* [INSTRUCTIONS]:
1. Answer these questions using the Cirrus Logic earnings release:
(a) On what date did the third quarter of fiscal year 2010 end?
(b) What was the gross margin for the quarter?
(c) How much in stock-based compensation charges did GAAP operating expenses include?
2. Resume the Cirrus Logic earnings release after its final sentence.

Cirrus Logic, Inc. (Nasdaq: CRUS), a leader in high-precision
analog and digital signal processing components, today announced
financial results for the third quarter of fiscal year 2010, which
ended Dec. 26, 2009.
Revenue for the quarter was $65.2 million, up 49 percent
compared to $43.8 million during the third quarter of fiscal year
2009 and $55.7 million in the previous quarter. Gross margin for
the quarter was 54 percent, down from 55 percent in the quarter a
year ago and up sequentially from 52 percent for the previous
quarter.
Total GAAP operating expenses for the quarter were approximately
$24.0 million, up from $22.5 million in the previous quarter. GAAP
operating expenses in the third quarter included a net benefit of
$500,000 in proceeds from the sale of non-marketable securities
that had been previously written off, as well as an additional
$289,000 in net facility related credits. GAAP operating expenses
also include charges of $1,342,000 for stock-based compensation,
$404,000 in acquisition-related amortization of intangibles, and
$135,000 related to a litigation settlement taken during the
quarter. Non-GAAP operating expenses for the quarter were
approximately $22.9 million, compared to $22.4 million for the
September quarter.

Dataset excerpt
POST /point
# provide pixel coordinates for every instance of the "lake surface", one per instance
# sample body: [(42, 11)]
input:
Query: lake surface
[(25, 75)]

* [RESPONSE LIST]:
1.
(a) Dec. 26, 2009
(b) 54 percent
(c) $1,342,000

2.
Income from operations on a GAAP basis was approximately $10.9
million or 17 percent operating margin. Excluding the items noted
above, non-GAAP income from operations was $12.1 million, or 19
percent operating margin.
Cirrus Logic reported third quarter GAAP net income of
approximately $11.1 million, or $0.17 per share based on 65.6
million average diluted shares outstanding. Excluding the items
noted above, on a non-GAAP basis the company reported net income of
$12.2 million, or $0.19 per diluted share.
“We are extremely pleased with our Q3 results. Continued market
share gains in portable audio drove our overall year-over-year
growth, and strength across many of our product lines allowed
revenue to exceed our initial projections for the quarter. We
shipped more than a million units of our newest power meter family
for the first time, and a general recovery of our traditional
industrial business contributed to our improved margins,” said
Jason Rhode, president and chief executive officer, Cirrus Logic.
“We expect this progress to continue through FY11, and we are now
focusing on our plans to drive growth in FY12 and beyond.”
Outlook for Fourth Quarter FY 2010 (ending March 27,
2010):
- Revenue is expected to range
between $55 million and $59 million;
- Gross margin is expected to be
between 54 percent and 56 percent; and
- Combined R&D and SG&A
expenses are expected to range between $24 million and $26 million,
which include approximately $1.5 million in share-based
compensation and amortization of acquisition-related intangibles
expenses.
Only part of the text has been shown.